## Written tasks
1. In the excerpt about the webpack loader that deploys static resources to now.sh, at what address is the author's resume hosted?
2. Extend the excerpt about the webpack loader that deploys static resources to now.sh, picking up right after its final code line.
== Document section
This way, when you run webpack, the loader deploys the picture and the resume, retrieves a now.sh deployment url, and then your codebase hotlinks to them. There seems to be an unnescessary level of indirection here, but consider these:

  • Your static resources are now hosted individually and have shareable links to them. For instance, I use this on my website(pranay.gp) so that my Resume is hosted and accessible from its own deployment (resume.pranay.gp)
  • You can update static dependencies without having to update your website. Using the alias webpack option, the loader can automatically alias your deployment right after creating it, and return the aliased URL instead. That way, in the future, if you build your site again with an updated static resource, it will deploy and alias it correctly, and you don't have to actually re-deploy your website

But that's not all. Here's what I personally think is the coolest thing you can do with it (Works, but still in super super alpha)

const APIendpoint = require('now-loader!../test-backend/package.json');

fetch(APIendpoint + '/foo').then(console.log)
====
== Record list
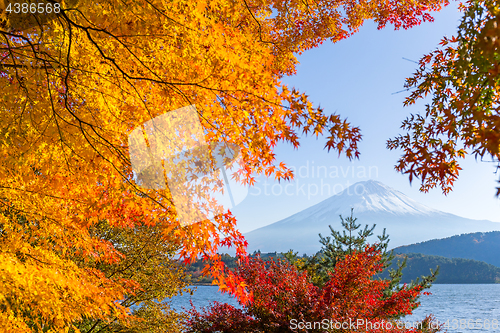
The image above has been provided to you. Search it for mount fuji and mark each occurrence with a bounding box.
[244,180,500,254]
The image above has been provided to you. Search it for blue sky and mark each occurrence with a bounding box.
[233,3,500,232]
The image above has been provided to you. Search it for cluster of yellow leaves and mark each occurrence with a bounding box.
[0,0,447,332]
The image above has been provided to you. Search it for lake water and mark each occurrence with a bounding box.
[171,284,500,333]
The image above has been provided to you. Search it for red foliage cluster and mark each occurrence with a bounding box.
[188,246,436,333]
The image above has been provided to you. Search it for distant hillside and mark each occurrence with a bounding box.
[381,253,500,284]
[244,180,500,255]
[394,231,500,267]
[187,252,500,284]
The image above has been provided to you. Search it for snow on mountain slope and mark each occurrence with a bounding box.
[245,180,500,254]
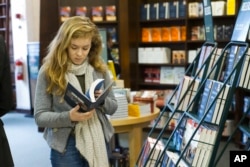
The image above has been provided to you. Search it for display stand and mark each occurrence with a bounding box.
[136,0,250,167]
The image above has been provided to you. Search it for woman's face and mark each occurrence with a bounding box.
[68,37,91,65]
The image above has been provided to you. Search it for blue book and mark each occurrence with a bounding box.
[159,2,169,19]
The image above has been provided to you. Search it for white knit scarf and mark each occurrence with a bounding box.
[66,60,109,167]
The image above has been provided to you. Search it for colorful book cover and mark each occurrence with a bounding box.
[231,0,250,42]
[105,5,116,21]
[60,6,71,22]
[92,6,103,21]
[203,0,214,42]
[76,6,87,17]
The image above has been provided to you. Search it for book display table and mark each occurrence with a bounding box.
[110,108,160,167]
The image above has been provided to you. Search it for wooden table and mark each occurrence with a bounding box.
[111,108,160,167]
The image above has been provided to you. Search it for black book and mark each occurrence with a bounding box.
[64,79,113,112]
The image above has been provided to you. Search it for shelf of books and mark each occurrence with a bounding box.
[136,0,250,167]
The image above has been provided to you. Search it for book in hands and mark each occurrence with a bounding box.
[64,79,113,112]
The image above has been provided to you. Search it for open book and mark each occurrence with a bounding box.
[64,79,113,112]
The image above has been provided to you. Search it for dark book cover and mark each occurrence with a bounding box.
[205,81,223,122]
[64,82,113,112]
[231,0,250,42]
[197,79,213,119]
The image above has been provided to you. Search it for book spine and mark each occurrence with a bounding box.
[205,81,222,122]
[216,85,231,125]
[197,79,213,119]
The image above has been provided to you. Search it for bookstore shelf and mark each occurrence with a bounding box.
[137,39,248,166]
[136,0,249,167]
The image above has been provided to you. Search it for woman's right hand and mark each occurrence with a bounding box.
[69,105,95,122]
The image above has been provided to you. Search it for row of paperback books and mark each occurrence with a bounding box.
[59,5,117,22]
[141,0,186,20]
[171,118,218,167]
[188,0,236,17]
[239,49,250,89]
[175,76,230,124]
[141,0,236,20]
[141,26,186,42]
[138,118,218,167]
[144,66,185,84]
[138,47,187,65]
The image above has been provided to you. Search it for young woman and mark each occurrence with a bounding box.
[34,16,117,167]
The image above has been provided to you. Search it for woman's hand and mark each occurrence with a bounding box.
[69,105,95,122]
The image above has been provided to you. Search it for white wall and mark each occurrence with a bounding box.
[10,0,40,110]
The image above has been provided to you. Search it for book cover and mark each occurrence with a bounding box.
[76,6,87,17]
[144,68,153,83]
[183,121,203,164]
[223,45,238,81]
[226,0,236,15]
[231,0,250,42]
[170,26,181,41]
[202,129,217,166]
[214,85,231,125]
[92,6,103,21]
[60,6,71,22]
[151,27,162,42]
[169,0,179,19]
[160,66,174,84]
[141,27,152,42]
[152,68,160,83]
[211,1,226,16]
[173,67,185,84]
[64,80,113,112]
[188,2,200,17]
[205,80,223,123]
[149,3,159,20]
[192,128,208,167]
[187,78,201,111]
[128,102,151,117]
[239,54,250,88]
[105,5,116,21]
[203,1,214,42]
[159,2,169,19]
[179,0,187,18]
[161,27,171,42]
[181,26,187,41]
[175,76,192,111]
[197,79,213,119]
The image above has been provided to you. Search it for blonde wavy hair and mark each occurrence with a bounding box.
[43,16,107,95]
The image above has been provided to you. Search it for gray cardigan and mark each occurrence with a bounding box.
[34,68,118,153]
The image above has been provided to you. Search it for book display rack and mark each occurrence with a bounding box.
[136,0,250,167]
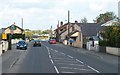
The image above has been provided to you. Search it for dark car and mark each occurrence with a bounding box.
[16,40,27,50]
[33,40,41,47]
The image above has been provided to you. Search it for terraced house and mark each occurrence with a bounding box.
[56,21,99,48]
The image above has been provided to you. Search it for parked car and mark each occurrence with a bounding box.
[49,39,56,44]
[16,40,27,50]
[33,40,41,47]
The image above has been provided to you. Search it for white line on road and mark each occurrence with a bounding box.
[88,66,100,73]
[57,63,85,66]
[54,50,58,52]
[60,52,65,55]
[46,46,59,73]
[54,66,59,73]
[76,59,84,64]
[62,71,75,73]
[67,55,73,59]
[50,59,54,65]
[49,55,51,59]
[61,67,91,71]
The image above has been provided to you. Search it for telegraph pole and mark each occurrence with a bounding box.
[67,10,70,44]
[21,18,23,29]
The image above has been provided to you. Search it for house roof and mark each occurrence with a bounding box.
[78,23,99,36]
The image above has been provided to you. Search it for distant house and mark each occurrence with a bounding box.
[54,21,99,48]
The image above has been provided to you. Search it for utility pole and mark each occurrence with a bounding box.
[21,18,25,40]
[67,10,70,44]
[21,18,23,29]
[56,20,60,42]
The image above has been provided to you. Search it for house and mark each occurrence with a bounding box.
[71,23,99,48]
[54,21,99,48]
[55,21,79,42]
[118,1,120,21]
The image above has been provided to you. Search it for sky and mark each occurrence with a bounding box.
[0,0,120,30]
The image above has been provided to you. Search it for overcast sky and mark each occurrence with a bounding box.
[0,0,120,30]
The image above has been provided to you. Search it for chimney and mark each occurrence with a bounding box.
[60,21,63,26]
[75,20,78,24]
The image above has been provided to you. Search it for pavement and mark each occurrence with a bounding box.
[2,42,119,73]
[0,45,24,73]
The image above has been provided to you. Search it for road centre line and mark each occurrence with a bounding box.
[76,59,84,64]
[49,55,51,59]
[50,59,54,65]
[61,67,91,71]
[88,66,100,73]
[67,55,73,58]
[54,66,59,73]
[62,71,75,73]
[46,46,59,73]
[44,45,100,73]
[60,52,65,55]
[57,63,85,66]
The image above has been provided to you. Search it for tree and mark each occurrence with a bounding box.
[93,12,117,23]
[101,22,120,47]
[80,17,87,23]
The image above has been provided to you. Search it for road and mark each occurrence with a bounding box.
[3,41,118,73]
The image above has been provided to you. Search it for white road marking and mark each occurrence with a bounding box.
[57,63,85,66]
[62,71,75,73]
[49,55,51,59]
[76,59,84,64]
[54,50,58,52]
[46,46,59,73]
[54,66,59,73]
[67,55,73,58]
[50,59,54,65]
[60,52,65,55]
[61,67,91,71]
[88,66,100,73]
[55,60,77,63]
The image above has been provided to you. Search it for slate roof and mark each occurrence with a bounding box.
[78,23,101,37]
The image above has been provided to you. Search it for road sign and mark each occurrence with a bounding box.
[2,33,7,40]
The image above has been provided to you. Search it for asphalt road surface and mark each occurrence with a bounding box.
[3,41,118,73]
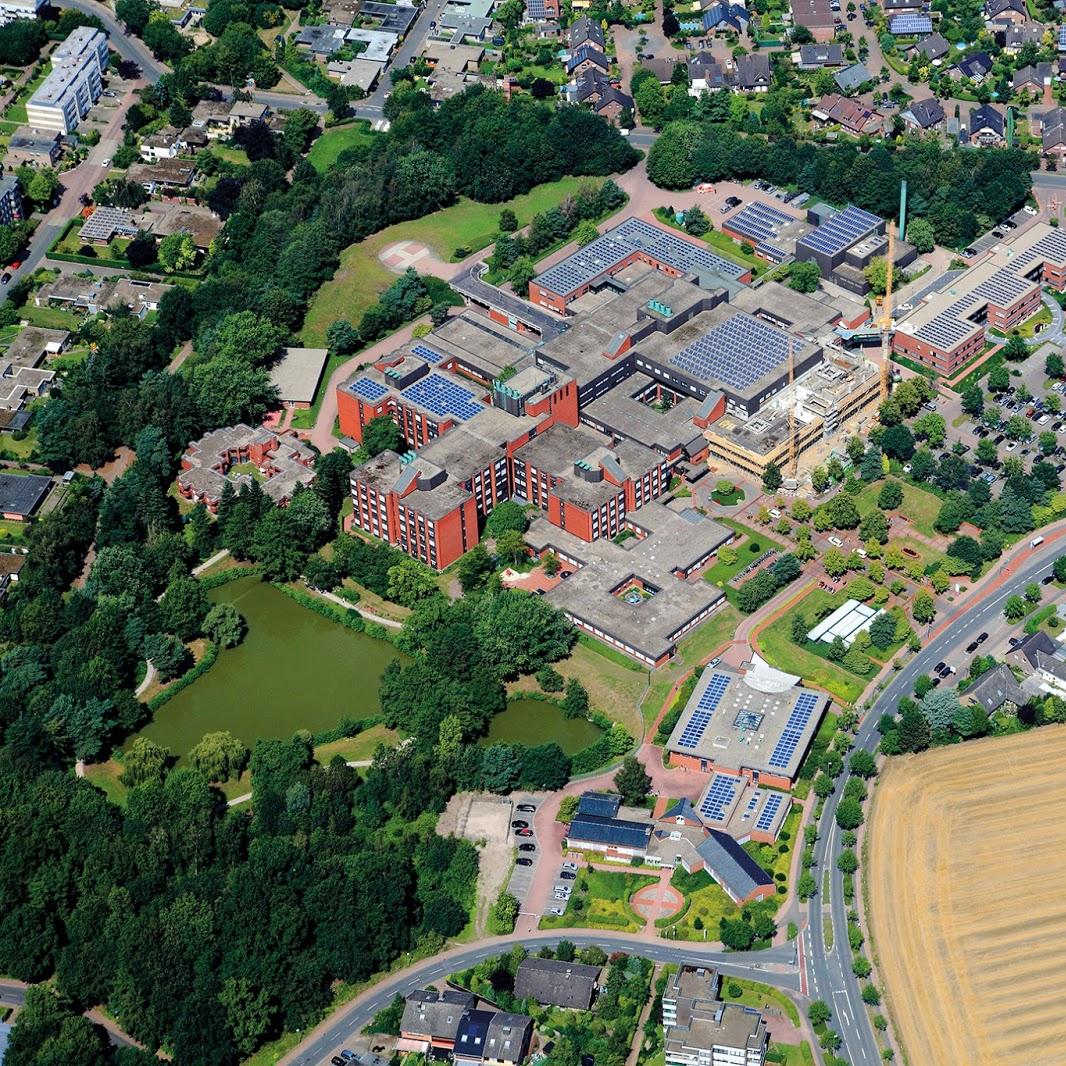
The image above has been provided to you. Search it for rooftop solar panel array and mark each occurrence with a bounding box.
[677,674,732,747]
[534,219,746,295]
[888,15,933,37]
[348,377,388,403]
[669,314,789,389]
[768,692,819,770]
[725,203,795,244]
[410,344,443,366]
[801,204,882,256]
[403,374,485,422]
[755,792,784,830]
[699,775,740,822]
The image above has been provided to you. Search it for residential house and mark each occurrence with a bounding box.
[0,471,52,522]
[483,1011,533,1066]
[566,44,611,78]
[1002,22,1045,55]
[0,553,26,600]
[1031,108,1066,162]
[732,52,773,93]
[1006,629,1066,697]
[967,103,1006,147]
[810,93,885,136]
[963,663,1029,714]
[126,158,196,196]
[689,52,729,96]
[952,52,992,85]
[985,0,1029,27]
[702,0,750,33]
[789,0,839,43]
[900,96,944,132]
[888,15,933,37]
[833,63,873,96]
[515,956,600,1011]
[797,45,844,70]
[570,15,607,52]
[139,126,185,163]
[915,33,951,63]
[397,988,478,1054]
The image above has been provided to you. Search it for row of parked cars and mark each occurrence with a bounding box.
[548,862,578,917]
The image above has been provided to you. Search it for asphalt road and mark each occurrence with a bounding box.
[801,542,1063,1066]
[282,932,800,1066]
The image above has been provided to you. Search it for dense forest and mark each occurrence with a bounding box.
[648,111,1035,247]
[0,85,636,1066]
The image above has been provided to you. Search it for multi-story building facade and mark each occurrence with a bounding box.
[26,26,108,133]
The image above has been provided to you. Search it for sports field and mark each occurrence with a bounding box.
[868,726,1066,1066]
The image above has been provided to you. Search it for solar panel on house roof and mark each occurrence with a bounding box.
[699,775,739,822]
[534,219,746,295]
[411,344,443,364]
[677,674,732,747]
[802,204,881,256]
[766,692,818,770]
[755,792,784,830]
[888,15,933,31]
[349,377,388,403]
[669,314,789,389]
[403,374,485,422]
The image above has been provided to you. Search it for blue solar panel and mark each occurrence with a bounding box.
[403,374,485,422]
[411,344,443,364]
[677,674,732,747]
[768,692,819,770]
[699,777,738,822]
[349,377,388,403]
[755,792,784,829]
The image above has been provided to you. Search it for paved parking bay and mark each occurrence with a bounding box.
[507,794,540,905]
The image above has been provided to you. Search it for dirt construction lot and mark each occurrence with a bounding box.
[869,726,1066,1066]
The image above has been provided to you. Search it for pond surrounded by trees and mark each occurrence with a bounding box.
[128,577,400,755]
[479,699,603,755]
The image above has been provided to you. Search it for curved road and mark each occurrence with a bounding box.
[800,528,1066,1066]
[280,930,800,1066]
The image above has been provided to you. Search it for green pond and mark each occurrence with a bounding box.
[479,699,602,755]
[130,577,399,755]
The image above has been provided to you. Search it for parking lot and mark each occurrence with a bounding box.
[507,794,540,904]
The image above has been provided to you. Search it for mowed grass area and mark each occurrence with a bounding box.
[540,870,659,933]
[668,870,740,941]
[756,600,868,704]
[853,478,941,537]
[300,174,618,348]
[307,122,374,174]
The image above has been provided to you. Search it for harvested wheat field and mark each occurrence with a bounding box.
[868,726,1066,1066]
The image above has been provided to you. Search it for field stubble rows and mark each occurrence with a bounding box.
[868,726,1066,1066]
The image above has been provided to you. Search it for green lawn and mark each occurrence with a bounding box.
====
## Answers
1. At its own deployment, resume.pranay.gp.

2.
On your client codebase, you can simply "require" your entire backend codebase (by either requiring the root package.json, now.json or Dockerfile in your backend codebase). When you run webpack, it'll deploy the latest version of your backend to now, and return the URL to that so you can just use it throughout your client codebase without having to configure (or worse, hardocde the url on) your frontend.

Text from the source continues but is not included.